[Passage given start]

# Microsoft Flight Sim. X Deluxe Installation Problem



## Instant87 (Aug 31, 2009)

Hi, I am having a issue trying to install Flight Simulator X on my laptop.

I am running Windows Vista Home Premium x64 Edition on a Dell Studio XPS 13, 4 gigs of DDR3 RAM, NVIDIA GeForce 9400M graphics card, 320 gig HD.

I was able to install this on my old XP desktop, but gaming on there is not the best.

The exact problem I am having is when I start the installer (it launches installshield) and starts the windows installer... and when it gets to the part where it says "Configuring Microsoft C++ 2005 Redistributable"... the loading bar gets to the end, then stops for about 5 minutes. Then, 5 minutes later, I get an error message saying "Error 1935. An error occurred during the installation of assembly."

Here is the full picture of the error: http://img197.imageshack.us/img197/5426/errorntb.jpg

I updated the graphics card drivers also, still doesn't work.

Any ideas? Thanks in advance! :grin:


----------



## Zerdus (Sep 6, 2009)

Hello Instant87!

I have done some research and found that this generally a problem with vista. I would try running it as administrator and seeing if that works.


----------

[Passage given end]

Tasks and exercises -
- A) List every laptop specification that Instant87 gives in the flight simulator installation thread.
- B) Answer these questions about the flight simulator installation thread:
(i) Which component is being configured when the installer stalls?
(ii) How long does the loading bar stop before the error message appears?
(iii) What does Zerdus recommend trying?

[Stored data start]

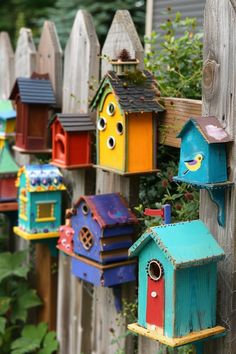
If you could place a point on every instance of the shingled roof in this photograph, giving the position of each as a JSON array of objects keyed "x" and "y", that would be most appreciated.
[
  {"x": 34, "y": 90},
  {"x": 134, "y": 93},
  {"x": 75, "y": 122}
]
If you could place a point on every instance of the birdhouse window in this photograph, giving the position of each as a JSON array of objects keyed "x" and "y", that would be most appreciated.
[
  {"x": 155, "y": 270},
  {"x": 23, "y": 205},
  {"x": 111, "y": 142},
  {"x": 85, "y": 209},
  {"x": 102, "y": 124},
  {"x": 45, "y": 212},
  {"x": 86, "y": 238},
  {"x": 111, "y": 109},
  {"x": 120, "y": 128}
]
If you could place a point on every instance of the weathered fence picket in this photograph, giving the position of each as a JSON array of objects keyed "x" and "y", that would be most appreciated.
[
  {"x": 80, "y": 68},
  {"x": 219, "y": 99}
]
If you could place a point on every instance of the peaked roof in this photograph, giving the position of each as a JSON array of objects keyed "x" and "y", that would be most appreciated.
[
  {"x": 6, "y": 110},
  {"x": 210, "y": 128},
  {"x": 109, "y": 210},
  {"x": 34, "y": 90},
  {"x": 134, "y": 93},
  {"x": 7, "y": 162},
  {"x": 41, "y": 178},
  {"x": 74, "y": 122},
  {"x": 184, "y": 244}
]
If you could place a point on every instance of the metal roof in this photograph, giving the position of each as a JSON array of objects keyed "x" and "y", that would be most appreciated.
[
  {"x": 75, "y": 122},
  {"x": 37, "y": 91},
  {"x": 185, "y": 244}
]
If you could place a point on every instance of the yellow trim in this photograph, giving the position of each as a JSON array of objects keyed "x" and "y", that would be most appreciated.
[
  {"x": 175, "y": 342},
  {"x": 28, "y": 236},
  {"x": 45, "y": 219},
  {"x": 24, "y": 217}
]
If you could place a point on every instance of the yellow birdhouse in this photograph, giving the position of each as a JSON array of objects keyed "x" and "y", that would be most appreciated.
[{"x": 127, "y": 108}]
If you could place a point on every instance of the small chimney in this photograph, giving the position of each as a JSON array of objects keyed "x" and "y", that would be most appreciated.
[{"x": 124, "y": 64}]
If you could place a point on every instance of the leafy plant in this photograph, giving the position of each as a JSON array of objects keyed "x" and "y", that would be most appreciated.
[{"x": 175, "y": 57}]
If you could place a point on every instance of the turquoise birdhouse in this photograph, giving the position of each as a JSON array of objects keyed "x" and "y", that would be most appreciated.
[
  {"x": 203, "y": 151},
  {"x": 177, "y": 283},
  {"x": 40, "y": 194}
]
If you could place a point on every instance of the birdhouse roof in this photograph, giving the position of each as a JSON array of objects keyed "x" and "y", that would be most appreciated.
[
  {"x": 6, "y": 110},
  {"x": 75, "y": 122},
  {"x": 109, "y": 210},
  {"x": 184, "y": 244},
  {"x": 41, "y": 178},
  {"x": 34, "y": 90},
  {"x": 210, "y": 128},
  {"x": 135, "y": 92},
  {"x": 7, "y": 162}
]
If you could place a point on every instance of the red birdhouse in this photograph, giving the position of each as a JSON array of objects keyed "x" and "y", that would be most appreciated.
[
  {"x": 33, "y": 98},
  {"x": 71, "y": 140}
]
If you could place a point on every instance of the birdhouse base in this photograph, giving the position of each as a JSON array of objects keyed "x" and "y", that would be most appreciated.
[
  {"x": 26, "y": 151},
  {"x": 123, "y": 173},
  {"x": 177, "y": 342},
  {"x": 216, "y": 192},
  {"x": 27, "y": 236},
  {"x": 102, "y": 275},
  {"x": 8, "y": 206},
  {"x": 71, "y": 167}
]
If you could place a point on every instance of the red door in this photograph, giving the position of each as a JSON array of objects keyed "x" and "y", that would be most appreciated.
[{"x": 155, "y": 295}]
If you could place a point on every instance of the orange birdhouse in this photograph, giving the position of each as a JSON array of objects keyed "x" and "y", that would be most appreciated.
[{"x": 127, "y": 108}]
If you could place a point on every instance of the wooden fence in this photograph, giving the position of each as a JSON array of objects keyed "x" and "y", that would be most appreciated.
[{"x": 85, "y": 316}]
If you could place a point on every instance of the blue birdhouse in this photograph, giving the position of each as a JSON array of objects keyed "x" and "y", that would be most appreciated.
[
  {"x": 40, "y": 194},
  {"x": 177, "y": 282},
  {"x": 103, "y": 231},
  {"x": 203, "y": 151}
]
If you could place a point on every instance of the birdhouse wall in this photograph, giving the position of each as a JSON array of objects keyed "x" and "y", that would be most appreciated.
[
  {"x": 213, "y": 166},
  {"x": 8, "y": 189},
  {"x": 149, "y": 252},
  {"x": 141, "y": 142},
  {"x": 79, "y": 149},
  {"x": 113, "y": 158},
  {"x": 89, "y": 244},
  {"x": 103, "y": 277},
  {"x": 195, "y": 299}
]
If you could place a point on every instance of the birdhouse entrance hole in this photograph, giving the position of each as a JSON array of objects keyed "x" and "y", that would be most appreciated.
[{"x": 86, "y": 238}]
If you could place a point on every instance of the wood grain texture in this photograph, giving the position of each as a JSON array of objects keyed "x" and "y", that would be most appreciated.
[
  {"x": 49, "y": 58},
  {"x": 6, "y": 65},
  {"x": 80, "y": 66},
  {"x": 25, "y": 54},
  {"x": 105, "y": 327},
  {"x": 170, "y": 122},
  {"x": 220, "y": 42}
]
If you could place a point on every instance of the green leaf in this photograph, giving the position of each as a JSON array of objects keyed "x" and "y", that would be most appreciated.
[{"x": 11, "y": 264}]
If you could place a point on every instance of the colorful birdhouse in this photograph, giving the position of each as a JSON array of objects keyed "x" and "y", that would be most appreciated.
[
  {"x": 7, "y": 119},
  {"x": 127, "y": 109},
  {"x": 177, "y": 282},
  {"x": 8, "y": 173},
  {"x": 40, "y": 193},
  {"x": 71, "y": 140},
  {"x": 203, "y": 151},
  {"x": 33, "y": 98},
  {"x": 103, "y": 231}
]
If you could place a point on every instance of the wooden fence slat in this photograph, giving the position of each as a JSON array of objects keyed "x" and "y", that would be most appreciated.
[
  {"x": 105, "y": 328},
  {"x": 81, "y": 66},
  {"x": 25, "y": 55},
  {"x": 220, "y": 48},
  {"x": 49, "y": 58},
  {"x": 6, "y": 65}
]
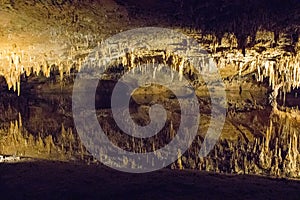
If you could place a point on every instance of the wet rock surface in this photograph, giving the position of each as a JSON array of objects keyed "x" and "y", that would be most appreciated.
[{"x": 258, "y": 62}]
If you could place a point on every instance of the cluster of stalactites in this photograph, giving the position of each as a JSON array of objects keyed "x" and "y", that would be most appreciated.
[{"x": 14, "y": 65}]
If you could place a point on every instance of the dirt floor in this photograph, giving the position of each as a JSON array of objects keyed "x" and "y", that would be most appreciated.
[{"x": 58, "y": 180}]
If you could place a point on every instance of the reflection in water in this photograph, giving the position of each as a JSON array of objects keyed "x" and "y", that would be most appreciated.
[{"x": 254, "y": 141}]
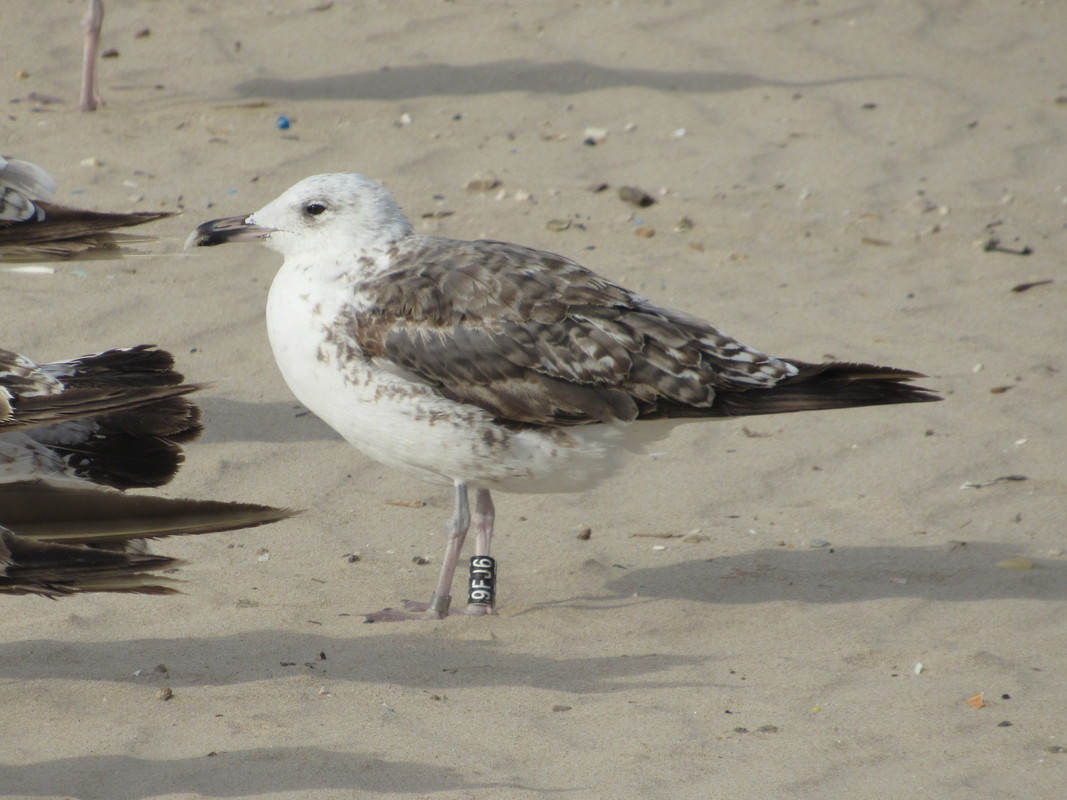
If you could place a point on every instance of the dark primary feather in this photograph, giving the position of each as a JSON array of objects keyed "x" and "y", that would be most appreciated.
[
  {"x": 536, "y": 338},
  {"x": 117, "y": 418},
  {"x": 59, "y": 540},
  {"x": 31, "y": 226},
  {"x": 50, "y": 570}
]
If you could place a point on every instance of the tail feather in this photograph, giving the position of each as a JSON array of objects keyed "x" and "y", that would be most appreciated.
[
  {"x": 117, "y": 418},
  {"x": 814, "y": 387},
  {"x": 61, "y": 224},
  {"x": 29, "y": 566},
  {"x": 49, "y": 512},
  {"x": 58, "y": 540}
]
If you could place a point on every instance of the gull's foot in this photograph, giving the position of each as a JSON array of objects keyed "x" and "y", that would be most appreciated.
[{"x": 424, "y": 611}]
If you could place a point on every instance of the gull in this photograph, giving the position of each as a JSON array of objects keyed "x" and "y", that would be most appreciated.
[
  {"x": 31, "y": 226},
  {"x": 72, "y": 433},
  {"x": 484, "y": 365}
]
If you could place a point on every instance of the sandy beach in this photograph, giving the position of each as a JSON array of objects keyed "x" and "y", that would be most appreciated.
[{"x": 794, "y": 606}]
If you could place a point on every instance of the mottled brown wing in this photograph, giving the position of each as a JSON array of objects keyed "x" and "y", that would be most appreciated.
[{"x": 536, "y": 338}]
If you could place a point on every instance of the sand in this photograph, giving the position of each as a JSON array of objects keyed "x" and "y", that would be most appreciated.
[{"x": 843, "y": 165}]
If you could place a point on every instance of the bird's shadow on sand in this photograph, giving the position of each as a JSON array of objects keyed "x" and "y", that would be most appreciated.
[
  {"x": 515, "y": 75},
  {"x": 254, "y": 772},
  {"x": 954, "y": 572},
  {"x": 235, "y": 420},
  {"x": 400, "y": 659},
  {"x": 853, "y": 575}
]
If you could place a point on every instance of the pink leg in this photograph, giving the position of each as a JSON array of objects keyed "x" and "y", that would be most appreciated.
[
  {"x": 439, "y": 605},
  {"x": 91, "y": 24},
  {"x": 484, "y": 514}
]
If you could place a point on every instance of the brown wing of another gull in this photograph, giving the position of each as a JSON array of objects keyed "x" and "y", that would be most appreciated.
[
  {"x": 70, "y": 433},
  {"x": 58, "y": 540},
  {"x": 31, "y": 226}
]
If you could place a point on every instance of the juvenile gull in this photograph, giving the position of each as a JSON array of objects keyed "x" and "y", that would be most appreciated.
[
  {"x": 489, "y": 366},
  {"x": 70, "y": 433},
  {"x": 31, "y": 226}
]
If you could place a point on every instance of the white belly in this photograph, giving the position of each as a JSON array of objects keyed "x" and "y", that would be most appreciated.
[{"x": 408, "y": 426}]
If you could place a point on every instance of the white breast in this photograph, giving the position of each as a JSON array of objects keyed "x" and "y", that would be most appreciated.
[{"x": 404, "y": 424}]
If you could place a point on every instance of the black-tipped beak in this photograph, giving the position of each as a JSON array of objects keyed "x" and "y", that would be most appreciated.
[{"x": 228, "y": 229}]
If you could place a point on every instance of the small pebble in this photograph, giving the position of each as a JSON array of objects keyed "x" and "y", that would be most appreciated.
[
  {"x": 1016, "y": 563},
  {"x": 482, "y": 184},
  {"x": 636, "y": 196}
]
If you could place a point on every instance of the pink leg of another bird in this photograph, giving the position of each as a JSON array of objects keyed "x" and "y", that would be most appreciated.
[
  {"x": 439, "y": 605},
  {"x": 91, "y": 24}
]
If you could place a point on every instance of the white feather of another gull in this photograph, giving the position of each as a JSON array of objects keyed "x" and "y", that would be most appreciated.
[{"x": 490, "y": 366}]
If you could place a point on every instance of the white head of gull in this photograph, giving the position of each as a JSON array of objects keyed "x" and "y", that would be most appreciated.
[{"x": 489, "y": 366}]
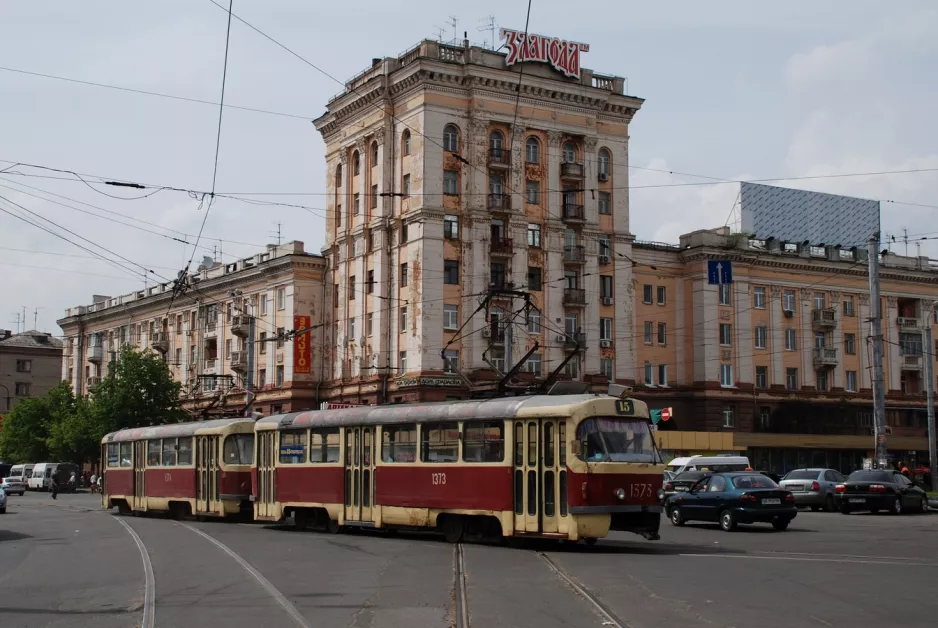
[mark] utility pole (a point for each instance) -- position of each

[Stored data end]

Expected responses -
- A)
Windows Vista Home Premium x64 Edition
Dell Studio XPS 13
4 gigs of DDR3 RAM
NVIDIA GeForce 9400M graphics card
320 gig HD

- B)
(i) Microsoft C++ 2005 Redistributable
(ii) About 5 minutes
(iii) Running it as administrator